**Teks Dokumen**

Kemiskinan bukan saja persoalan personal atau persoalan kelompok tertentu, namun kini telah menjelma menjadi persoalan kolektif dan persoalan sosial yang massif. Baik itu di level elit maupun di level masyarakat bawah. Di level elit terjadi kemiskinan secara nurani atau moral, sedangkan pada level masyarakat bawah terjadi kemiskinan secara material. Muhammadiyah pada awal zamnnya telah memiliki peran yang fundamental dan luar bisaa dalam mengatasi fenomena ini melalui gerakan al-Ma’un. Namun bagaimana dengan gerakan Muhammadiyah saat sekarang ini? Sudahkah gerakan al-Ma’un menjadi kekuatan dalam menjawab persoalan yang terjadi? Sudahkah tepat dan efektif gerakan Muhammadiyah dalam menjawab persoalan kemiskinan massif ini? Berikut petikan wawancara Suara Muhammadiyah dengan cendekiawan Dr Moeslim Abdurrahman, Mantan Ketua Lembaga Pemberdayaan Buruh, Tani, dan Nelayan PP Muhammadiyah serta pendiri Al-Maun Institute.
Problem kemiskinan di tanah air bukan lagi persoalan suatu kelompok, tapi sudah menjadi persoalan massif, baik kemiskinan moral di kalangan elit, maupun kemiskinan material di kalangan rakyat bawah, bagaimana Anda melihat persoalan ini?
Sejak dulu saya melihat gerakan Islam seperti Muhammadiyah ini selalu melihat persoalan kemiskinan ini dari sesuatu yang bersifat normatif. Dimana persoalan seperti kemiskinan yang terjadi seolah-olah terkait dengan persoalan tingkat kesolehan seseorang atau kesolehan di kalangan elit yang belum selesai, sehingga asumsinya persoalan kemiskinan tidak bisa dilepaskan dari persoalan kesolehan seseorang. Repotnya, cara pandang yang dimulai dengan cara seperti ini, maka konsep Muhammadiyah untuk mengurangi, menangani atau melawan kemiskinan hanya bisa dilakukan melalui sarana dakwah kesolehan secara normative semata. Melalui dakwah kesolehan ini harapannya, orang-orang akan berubah menjadi seorang yang soleh dan mau mendermakan sebagian kekayaannya. Dengan begitu maka hubungan antara orang kaya yang saleh dengan orang miskin dalam bentuk-bentuk kegiatan dalam bentuk kegiatan kedermawanan semata. Hal seperti ini tentu saja baik, tapi kalau sudut pandangnya masih seperti itu, maka kurang lebihnya Muhammadiyah akan tetap pada kegiatan-kegiatan kedermawan yang bersifat karitatif saja nantinya. Jadi tidak mungkin Muhammadiyah akan menjadi gerakan transformatif.

**Latihan 1**
Ubah skala bagian baris data yang dimulai dari baris pertama dan berakhir pada baris yang memuat "point(427, 90)", termasuk kedua ujungnya. Tulis ulang semua baris itu beserta permintaannya, dengan setiap koordinat titik pada jawaban dikalikan 1,55 lalu dibulatkan ke bilangan bulat (nilai setengah dibulatkan ke atas).
**Latihan 2**
Sambung teks wawancara tentang kemiskinan dan gerakan Muhammadiyah mulai dari kalimat sesudah kalimat terakhirnya.
Baris data ini sama sekali tidak berhubungan dengan teks wawancara.

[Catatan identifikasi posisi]
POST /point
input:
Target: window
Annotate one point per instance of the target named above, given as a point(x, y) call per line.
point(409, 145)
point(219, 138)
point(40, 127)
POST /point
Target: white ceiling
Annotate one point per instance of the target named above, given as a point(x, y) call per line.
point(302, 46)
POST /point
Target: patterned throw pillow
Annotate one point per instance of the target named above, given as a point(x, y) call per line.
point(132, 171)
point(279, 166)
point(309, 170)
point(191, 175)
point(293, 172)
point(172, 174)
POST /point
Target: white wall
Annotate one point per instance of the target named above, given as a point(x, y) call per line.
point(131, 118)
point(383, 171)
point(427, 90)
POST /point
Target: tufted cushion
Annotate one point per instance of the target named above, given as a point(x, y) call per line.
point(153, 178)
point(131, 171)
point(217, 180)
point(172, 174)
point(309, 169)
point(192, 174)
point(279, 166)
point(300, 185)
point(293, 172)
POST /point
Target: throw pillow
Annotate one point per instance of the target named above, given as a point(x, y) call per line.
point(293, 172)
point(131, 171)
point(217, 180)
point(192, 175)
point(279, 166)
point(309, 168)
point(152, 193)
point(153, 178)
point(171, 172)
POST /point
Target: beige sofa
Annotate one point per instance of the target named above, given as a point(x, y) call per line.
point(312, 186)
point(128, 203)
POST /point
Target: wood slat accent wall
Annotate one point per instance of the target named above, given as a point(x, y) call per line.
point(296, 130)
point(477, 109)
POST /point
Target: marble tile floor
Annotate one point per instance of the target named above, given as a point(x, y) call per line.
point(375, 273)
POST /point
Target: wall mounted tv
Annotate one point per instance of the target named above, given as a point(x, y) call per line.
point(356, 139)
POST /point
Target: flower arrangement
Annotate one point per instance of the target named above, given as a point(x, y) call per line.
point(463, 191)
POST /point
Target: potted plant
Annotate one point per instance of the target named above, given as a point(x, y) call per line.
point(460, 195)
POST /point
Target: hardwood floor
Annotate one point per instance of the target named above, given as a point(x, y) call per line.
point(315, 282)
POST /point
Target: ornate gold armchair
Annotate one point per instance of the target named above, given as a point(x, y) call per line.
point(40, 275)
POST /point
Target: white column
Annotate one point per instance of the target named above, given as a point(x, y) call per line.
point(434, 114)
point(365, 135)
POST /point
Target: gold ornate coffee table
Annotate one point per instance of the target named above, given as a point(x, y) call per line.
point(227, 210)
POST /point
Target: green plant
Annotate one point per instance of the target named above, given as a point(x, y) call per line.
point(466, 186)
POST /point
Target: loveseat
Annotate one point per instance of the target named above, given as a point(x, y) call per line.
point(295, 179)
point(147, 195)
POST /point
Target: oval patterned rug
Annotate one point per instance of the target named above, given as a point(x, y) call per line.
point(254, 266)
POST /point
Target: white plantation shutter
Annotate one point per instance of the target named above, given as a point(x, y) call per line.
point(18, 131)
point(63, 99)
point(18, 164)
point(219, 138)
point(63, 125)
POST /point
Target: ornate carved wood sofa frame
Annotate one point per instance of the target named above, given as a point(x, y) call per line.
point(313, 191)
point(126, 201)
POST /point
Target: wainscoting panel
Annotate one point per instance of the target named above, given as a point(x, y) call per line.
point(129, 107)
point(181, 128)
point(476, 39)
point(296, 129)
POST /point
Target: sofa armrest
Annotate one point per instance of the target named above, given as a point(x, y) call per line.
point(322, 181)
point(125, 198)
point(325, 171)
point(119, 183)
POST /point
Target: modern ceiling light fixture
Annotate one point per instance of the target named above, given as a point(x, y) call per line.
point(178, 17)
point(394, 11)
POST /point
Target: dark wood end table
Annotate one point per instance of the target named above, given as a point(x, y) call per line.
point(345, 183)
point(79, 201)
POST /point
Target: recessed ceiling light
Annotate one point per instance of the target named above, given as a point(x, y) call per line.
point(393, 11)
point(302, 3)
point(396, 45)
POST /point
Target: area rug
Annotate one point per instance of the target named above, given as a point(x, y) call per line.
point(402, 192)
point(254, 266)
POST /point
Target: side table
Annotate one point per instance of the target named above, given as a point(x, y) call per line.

**Jawaban 1**
POST /point
input:
Target: window
Annotate one point per instance of the target named above, given as a point(x, y) call per line.
point(634, 225)
point(339, 214)
point(62, 197)
POST /point
Target: white ceiling
Annotate one point per instance of the target named above, given as a point(x, y) call per line.
point(468, 71)
POST /point
Target: patterned throw pillow
Annotate one point per instance of the target named above, given as a point(x, y) call per line.
point(205, 265)
point(432, 257)
point(479, 264)
point(296, 271)
point(454, 267)
point(267, 270)
POST /point
Target: white wall
Annotate one point per instance of the target named above, given as a point(x, y) call per line.
point(203, 183)
point(594, 265)
point(662, 140)

**Jawaban 2**
Apakah gerakan sosial yang telah dilakukan oleh Muhammadiyah selama ini belum cukup?
Jikalau kemiskinan itu kita lihat sebagai fenomena sosiologis bisaa, dan bukan akibat suatu ketimpangan struktural, maka cara kita mengatasinya sebagaimana cara yang dilakukan oleh Muhammadiyah selama ini, saya rasa sudah cukup, karena jumlah orang miskinnya tidak massif, sehingga bisa dilakukan gerakan-gerakan yang bersifat karikatif atau seperti bentuk kesolehan itu saja. Akan tetapi jika persoalan kemiskinan itu merupakan persoalan massif atau persoalan struktural, maka saya khawatir kalau orientasi gerakan Muhammadiyah masih berkutat dalam agenda seperti di atas tadi. Karena Muhammadiyah tidak akan bisa menjadi gerakan transformatif dan tidak memiliki sudut pandang yang kuat bahwa masalah kemiskinan adalah masalah struktural. Dan akhirnya gerakan Muhammadiyah hanya cocok menjadi gerakan liberal ekonomi yang dikendalikan oleh pasar dan Negara.
Jadi apa yang mesti dilakukan oleh Muhammadiyah jika besaran orang-orang miskin melebihi kelompok menengah atau kemiskinan yang terjadi secara massif ?
Jika jumlah besaran orang miskin lebih besar dari pada kelompok menengah, maka tidak cukup kalau tidak ada tindakan yang lebih memihak, baik dari Negara maupun dari cara-cara masyarakat memaknai Islam yang lebih radikal untuk melawan ketimpangan struktur sosial yang tidak memihak. Karena jika pendekatan penyelesaiannya secara normative saja, restribusinya tidak akan bisa menyelesaikan masalah ketimpangan dan kemiskinan massif itu. Oleh karenanya menurut saya, kalau Muhammadiyah memang serius memperhatikan persoalan kemiskinan yang massif ini, maka tidak cukup gerakannya berorientasi pada kesolehan, tapi harus bisa melihat dan memaknai problem kemiskinan sebagai problem struktural. Dengan cara pandang yang seperti ini, maka mau tidak mau, Muhammadiyah harus berani menjelma menjadi gerakan transformatif, yaitu gerakan yang memikirkan betul bagaimana cara mengubah struktur sosial baik melalui advokasi kebijakan Negara yang memihak maupun melalui pemaknaan bahwa harus ditafsirkan ulang teks Al-Quran seperti konsep zakat yang mengarah pada transformasi sosial.
Bukankah upaya melakukan gerakan transformasi dalam ranah kebijakan Negara harus melibatkan kekuasaan atau partai politik? Jadi menurut anda Muhammadiyah harus terlibat dalam gerakan kepartaian?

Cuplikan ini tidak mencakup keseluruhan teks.